> **TASK PROMPT**: Turn all of the records below into a numbered list, omitting any blank lines.

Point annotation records
==============================
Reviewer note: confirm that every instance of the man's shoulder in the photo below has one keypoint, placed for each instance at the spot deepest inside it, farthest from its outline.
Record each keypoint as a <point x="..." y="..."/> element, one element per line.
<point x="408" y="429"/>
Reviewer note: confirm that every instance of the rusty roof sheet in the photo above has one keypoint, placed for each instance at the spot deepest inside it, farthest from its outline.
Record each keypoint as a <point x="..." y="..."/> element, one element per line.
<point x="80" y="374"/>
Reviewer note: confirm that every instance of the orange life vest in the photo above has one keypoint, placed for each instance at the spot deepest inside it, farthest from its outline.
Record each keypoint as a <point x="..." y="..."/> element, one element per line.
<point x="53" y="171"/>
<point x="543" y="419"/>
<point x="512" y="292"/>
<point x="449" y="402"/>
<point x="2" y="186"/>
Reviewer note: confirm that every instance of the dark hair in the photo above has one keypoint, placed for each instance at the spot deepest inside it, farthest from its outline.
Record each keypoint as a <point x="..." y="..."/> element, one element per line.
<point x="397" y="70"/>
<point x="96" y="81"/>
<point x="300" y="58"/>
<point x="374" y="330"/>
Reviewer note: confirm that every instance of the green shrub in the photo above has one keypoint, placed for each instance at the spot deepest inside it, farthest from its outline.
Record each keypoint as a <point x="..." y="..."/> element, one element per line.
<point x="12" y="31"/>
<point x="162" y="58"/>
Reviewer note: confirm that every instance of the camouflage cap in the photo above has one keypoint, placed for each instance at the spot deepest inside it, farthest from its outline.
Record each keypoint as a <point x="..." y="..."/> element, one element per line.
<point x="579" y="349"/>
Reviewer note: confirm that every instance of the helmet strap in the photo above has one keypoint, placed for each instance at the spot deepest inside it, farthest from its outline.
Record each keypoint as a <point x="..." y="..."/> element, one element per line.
==============================
> **EXERCISE SOLUTION**:
1. Reviewer note: confirm that every instance of the man's shoulder in the photo below has one keypoint, placed for each instance at the spot deepest inside it, farthest from its outline.
2. Record each keypoint as a <point x="..." y="..."/> element, one element per line.
3. <point x="408" y="429"/>
4. Reviewer note: confirm that every instance of the rusty roof sheet in the photo above has one keypoint, placed for each instance at the spot deepest inside it, farthest from its outline.
5. Record each keypoint as a <point x="..." y="..."/> element, one element per line.
6. <point x="80" y="374"/>
7. Reviewer note: confirm that every instance of the orange life vest in the photo above has one keypoint, placed for each instance at the spot deepest inside it, farthest from its outline.
8. Record each keypoint as a <point x="..." y="..."/> element, one element per line.
9. <point x="53" y="171"/>
10. <point x="543" y="419"/>
11. <point x="512" y="292"/>
12. <point x="449" y="402"/>
13. <point x="2" y="186"/>
14. Reviewer note: confirm that every instance of the dark hair in the photo above has one keypoint, placed for each instance at the spot deepest inside it, farthest from its outline.
15. Record each keypoint as a <point x="..." y="..."/> element, one element per line.
16. <point x="397" y="70"/>
17. <point x="96" y="81"/>
18. <point x="300" y="58"/>
19. <point x="374" y="330"/>
20. Reviewer note: confirm that every instance of the green shrub in the photo above has one keypoint, placed for each instance at the spot deepest inside it, farthest from its outline.
21. Record each keypoint as a <point x="..." y="..."/> element, one element per line.
22. <point x="12" y="31"/>
23. <point x="162" y="58"/>
24. Reviewer note: confirm that every instance of the camouflage cap in the photo above has one keypoint, placed for each instance at the spot deepest inside it, farthest from its outline.
25. Record each keypoint as a <point x="..." y="..."/> element, one element per line.
26. <point x="579" y="349"/>
27. Reviewer note: confirm that every instance of the helmet strap in the photo above has one keypoint, placed for each instance at the spot deepest inside it, farthest from its outline.
28. Record each keypoint as a <point x="..." y="..."/> element, one element per line.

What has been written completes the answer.